- [Exercise directions] Your output must consist solely of the lines from the one containing "Can you see the black wainscoting" through the end of the records, reproduced exactly.

- [Provided records]
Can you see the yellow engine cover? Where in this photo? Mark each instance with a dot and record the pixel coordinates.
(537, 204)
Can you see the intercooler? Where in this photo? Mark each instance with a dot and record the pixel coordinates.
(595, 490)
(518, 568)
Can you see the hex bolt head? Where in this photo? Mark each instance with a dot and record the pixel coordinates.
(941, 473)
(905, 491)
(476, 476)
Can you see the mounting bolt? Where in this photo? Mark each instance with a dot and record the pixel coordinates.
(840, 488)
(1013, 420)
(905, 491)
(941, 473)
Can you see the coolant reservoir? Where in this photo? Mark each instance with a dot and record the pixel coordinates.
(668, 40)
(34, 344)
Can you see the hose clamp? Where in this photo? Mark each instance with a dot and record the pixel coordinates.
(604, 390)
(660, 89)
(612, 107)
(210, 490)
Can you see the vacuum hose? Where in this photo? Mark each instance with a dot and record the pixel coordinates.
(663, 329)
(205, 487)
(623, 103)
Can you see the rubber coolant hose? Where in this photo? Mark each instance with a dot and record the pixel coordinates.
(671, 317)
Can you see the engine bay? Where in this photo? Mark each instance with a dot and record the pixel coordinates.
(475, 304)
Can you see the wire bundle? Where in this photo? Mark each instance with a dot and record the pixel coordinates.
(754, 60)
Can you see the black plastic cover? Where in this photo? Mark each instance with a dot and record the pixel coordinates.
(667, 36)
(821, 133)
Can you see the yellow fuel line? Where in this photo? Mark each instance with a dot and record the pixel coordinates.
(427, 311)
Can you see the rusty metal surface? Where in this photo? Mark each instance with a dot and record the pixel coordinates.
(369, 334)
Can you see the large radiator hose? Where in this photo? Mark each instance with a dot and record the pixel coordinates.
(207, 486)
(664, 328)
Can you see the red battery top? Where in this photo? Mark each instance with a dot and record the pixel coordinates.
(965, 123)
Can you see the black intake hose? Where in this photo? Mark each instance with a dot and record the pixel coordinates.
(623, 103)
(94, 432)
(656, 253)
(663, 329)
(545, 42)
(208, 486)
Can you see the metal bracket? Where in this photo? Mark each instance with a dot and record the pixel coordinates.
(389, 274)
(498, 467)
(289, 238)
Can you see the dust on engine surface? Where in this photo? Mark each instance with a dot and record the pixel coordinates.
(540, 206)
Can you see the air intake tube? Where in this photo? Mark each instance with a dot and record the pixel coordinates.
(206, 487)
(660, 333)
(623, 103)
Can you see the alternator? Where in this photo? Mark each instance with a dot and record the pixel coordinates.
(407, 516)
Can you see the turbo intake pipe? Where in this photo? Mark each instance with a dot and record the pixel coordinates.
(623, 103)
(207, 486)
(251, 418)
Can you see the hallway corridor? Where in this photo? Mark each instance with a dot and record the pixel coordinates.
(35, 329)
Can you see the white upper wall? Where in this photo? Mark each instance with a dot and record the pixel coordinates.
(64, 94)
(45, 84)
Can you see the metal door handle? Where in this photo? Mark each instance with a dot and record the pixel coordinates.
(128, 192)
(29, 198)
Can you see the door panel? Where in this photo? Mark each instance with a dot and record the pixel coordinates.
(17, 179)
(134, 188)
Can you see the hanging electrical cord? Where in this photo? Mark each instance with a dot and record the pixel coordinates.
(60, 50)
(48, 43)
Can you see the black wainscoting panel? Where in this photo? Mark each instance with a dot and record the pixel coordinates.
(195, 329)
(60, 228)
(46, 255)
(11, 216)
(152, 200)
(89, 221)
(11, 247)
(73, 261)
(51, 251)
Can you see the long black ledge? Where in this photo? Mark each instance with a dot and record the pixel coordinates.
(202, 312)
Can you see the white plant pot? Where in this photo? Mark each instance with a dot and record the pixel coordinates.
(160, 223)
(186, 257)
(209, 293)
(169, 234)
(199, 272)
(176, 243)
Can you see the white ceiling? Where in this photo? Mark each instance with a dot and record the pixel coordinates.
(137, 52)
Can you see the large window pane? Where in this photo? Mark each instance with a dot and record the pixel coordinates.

- [Solved problem]
Can you see the black wainscoting panel? Where in this photo? Mark each instance with a dot and record the pixel coordinates.
(195, 329)
(60, 228)
(46, 255)
(11, 216)
(152, 200)
(89, 221)
(11, 247)
(73, 261)
(51, 251)
Can you see the long black ledge? Where in this photo? Mark each instance with a dot and record the pixel coordinates.
(202, 312)
Can you see the white plant pot? Where in this photo? Mark each instance with a dot and record the pixel coordinates.
(160, 223)
(186, 257)
(209, 293)
(169, 234)
(199, 272)
(176, 243)
Can you see the white ceiling? Where in this photo? Mark each instance with a dot and record the pixel coordinates.
(137, 52)
Can you see the large window pane? Where in this photo? Mark each instance with a dot and record the pixel coordinates.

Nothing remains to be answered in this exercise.